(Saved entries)
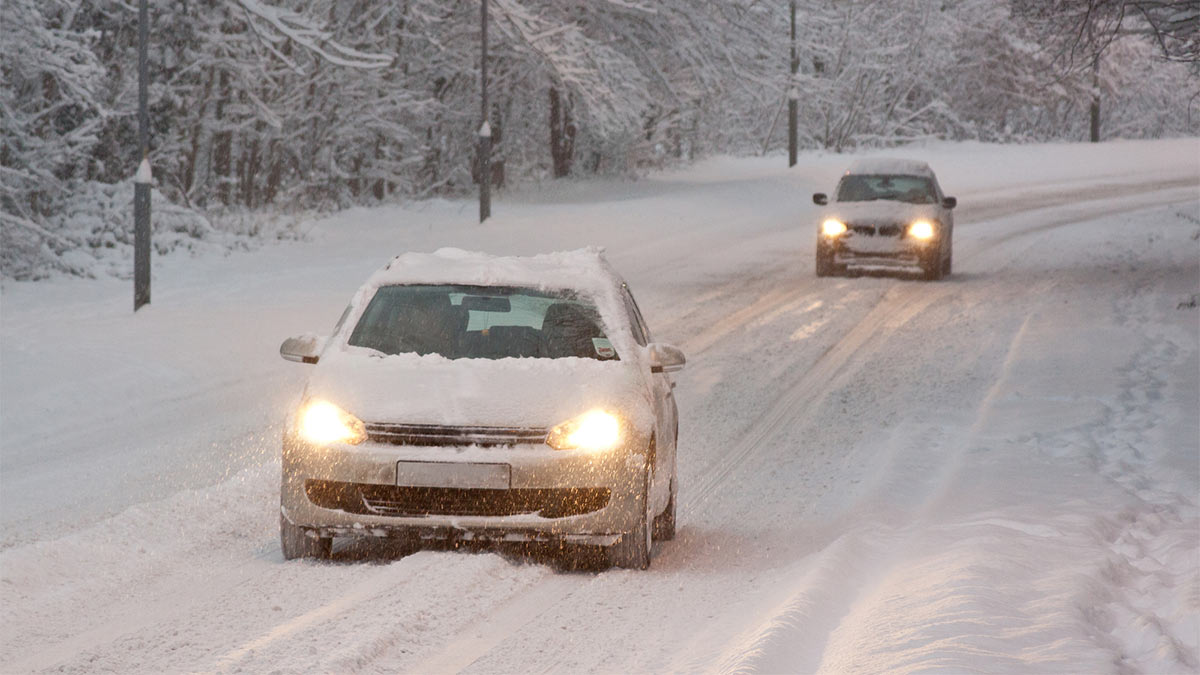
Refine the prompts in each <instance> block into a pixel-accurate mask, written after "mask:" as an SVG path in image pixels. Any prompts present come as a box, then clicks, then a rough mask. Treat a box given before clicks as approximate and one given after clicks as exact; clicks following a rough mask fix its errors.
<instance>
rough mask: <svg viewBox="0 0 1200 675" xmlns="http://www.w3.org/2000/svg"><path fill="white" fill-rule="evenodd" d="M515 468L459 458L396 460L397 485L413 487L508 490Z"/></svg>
mask: <svg viewBox="0 0 1200 675" xmlns="http://www.w3.org/2000/svg"><path fill="white" fill-rule="evenodd" d="M511 479H512V467H510V466H509V465H506V464H474V462H458V461H400V462H396V484H397V485H404V486H412V488H481V489H486V490H508V489H509V485H510V483H511Z"/></svg>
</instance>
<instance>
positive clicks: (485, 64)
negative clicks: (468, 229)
mask: <svg viewBox="0 0 1200 675" xmlns="http://www.w3.org/2000/svg"><path fill="white" fill-rule="evenodd" d="M480 2H481V5H480V12H479V22H480V58H479V82H480V109H481V115H480V117H481V119H482V123H481V124H480V125H479V222H484V221H485V220H487V219H488V217H491V215H492V126H491V125H490V124H487V0H480Z"/></svg>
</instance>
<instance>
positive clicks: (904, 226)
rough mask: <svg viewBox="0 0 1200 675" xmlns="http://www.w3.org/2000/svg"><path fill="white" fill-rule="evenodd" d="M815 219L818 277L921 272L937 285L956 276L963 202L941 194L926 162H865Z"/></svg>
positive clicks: (827, 204) (824, 195)
mask: <svg viewBox="0 0 1200 675" xmlns="http://www.w3.org/2000/svg"><path fill="white" fill-rule="evenodd" d="M812 202H814V203H816V204H818V205H822V207H826V208H824V209H823V210H822V211H821V216H820V217H818V219H817V250H816V271H817V276H832V275H836V274H845V273H846V271H847V270H848V269H851V268H856V269H875V270H878V269H883V270H896V271H918V273H920V274H922V275H923V276H924V277H925V279H926V280H930V281H936V280H938V279H942V277H944V276H948V275H949V274H950V268H952V265H953V263H952V258H953V250H954V214H953V213H952V211H953V209H954V207H955V205H956V204H958V201H956V199H955V198H954V197H946V196H943V195H942V187H941V186H940V185H938V184H937V177H935V175H934V172H932V169H930V168H929V165H926V163H925V162H917V161H912V160H892V159H876V160H862V161H858V162H856V163H854V165H852V166H851V167H850V171H847V172H846V173H845V174H844V175H842V177H841V180H840V181H839V183H838V191H836V193H835V199H834V201H833V203H830V202H829V198H828V196H826V195H824V193H822V192H817V193H816V195H814V196H812Z"/></svg>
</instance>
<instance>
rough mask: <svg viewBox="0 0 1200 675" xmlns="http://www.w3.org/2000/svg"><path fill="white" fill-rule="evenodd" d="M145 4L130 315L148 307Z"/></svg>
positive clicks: (145, 21) (148, 240) (147, 122)
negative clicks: (132, 269)
mask: <svg viewBox="0 0 1200 675" xmlns="http://www.w3.org/2000/svg"><path fill="white" fill-rule="evenodd" d="M148 19H149V11H148V10H146V0H140V2H139V4H138V155H139V157H140V160H142V161H140V162H139V163H138V173H137V175H136V177H134V178H133V311H138V309H140V307H142V305H148V304H150V186H151V184H152V183H154V177H152V174H151V173H150V157H149V154H150V113H149V112H148V109H146V107H148V98H149V95H148V94H146V85H148V82H146V80H148V79H149V74H148V72H146V71H148V66H146V37H148V34H149V31H150V29H149V25H148V23H149V20H148Z"/></svg>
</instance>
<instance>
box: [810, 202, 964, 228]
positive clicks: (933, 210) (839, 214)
mask: <svg viewBox="0 0 1200 675" xmlns="http://www.w3.org/2000/svg"><path fill="white" fill-rule="evenodd" d="M821 217H822V219H827V217H835V219H838V220H840V221H842V222H845V223H847V225H853V223H856V222H862V223H876V222H912V221H914V220H917V219H922V217H924V219H931V220H938V219H940V217H941V209H940V208H938V205H937V204H910V203H907V202H892V201H887V199H876V201H874V202H834V203H832V204H829V205H828V207H826V209H824V211H822V216H821Z"/></svg>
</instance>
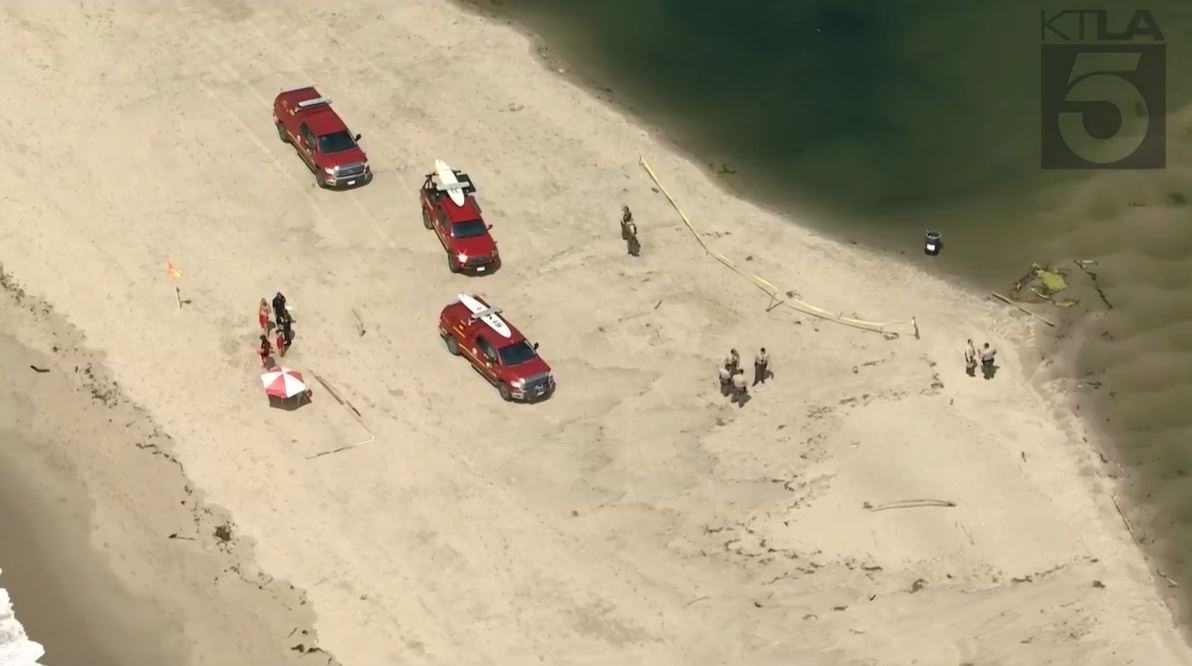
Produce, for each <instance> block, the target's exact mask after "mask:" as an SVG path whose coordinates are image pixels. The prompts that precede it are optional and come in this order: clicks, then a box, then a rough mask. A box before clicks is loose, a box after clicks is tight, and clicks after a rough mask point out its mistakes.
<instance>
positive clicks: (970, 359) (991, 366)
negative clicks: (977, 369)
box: [964, 340, 998, 379]
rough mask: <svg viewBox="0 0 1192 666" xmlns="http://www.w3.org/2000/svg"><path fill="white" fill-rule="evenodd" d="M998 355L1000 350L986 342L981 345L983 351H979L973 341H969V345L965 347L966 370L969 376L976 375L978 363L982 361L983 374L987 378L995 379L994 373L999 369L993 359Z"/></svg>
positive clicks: (965, 363)
mask: <svg viewBox="0 0 1192 666" xmlns="http://www.w3.org/2000/svg"><path fill="white" fill-rule="evenodd" d="M997 355H998V350H997V349H993V348H991V347H989V343H988V342H986V343H985V346H983V347H981V351H980V353H977V350H976V347H974V346H973V341H971V340H969V341H968V347H966V348H964V372H966V373H968V375H969V376H976V363H977V361H979V360H980V362H981V375H982V376H985V378H986V379H993V373H994V372H997V369H995V368H994V366H993V359H994V356H997Z"/></svg>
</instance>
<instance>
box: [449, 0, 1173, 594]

▸ **WHAT TO WORK ON**
Exactly the lines from the one containing "355L1000 350L986 342L981" through the end of the records above should be returned, with both ends kept.

▸ **WRITTEN RESPONSE**
rough mask: <svg viewBox="0 0 1192 666" xmlns="http://www.w3.org/2000/svg"><path fill="white" fill-rule="evenodd" d="M998 355L1000 350L986 342L981 345L983 351H979L973 341H969V345L965 347L966 370L969 376L976 375L978 363L982 361L983 374L987 378L995 379L994 373L999 369L993 359Z"/></svg>
positive clicks: (965, 363)
mask: <svg viewBox="0 0 1192 666" xmlns="http://www.w3.org/2000/svg"><path fill="white" fill-rule="evenodd" d="M997 355H998V350H997V349H993V348H991V347H989V343H988V342H986V343H985V346H983V347H981V351H980V353H977V350H976V347H974V346H973V341H971V340H969V341H968V347H966V348H964V372H966V373H968V375H969V376H976V363H977V361H979V360H980V362H981V375H982V376H985V378H986V379H993V373H994V372H997V369H995V368H994V366H993V359H994V356H997Z"/></svg>
</instance>
<instance>
box: [449, 0, 1173, 594]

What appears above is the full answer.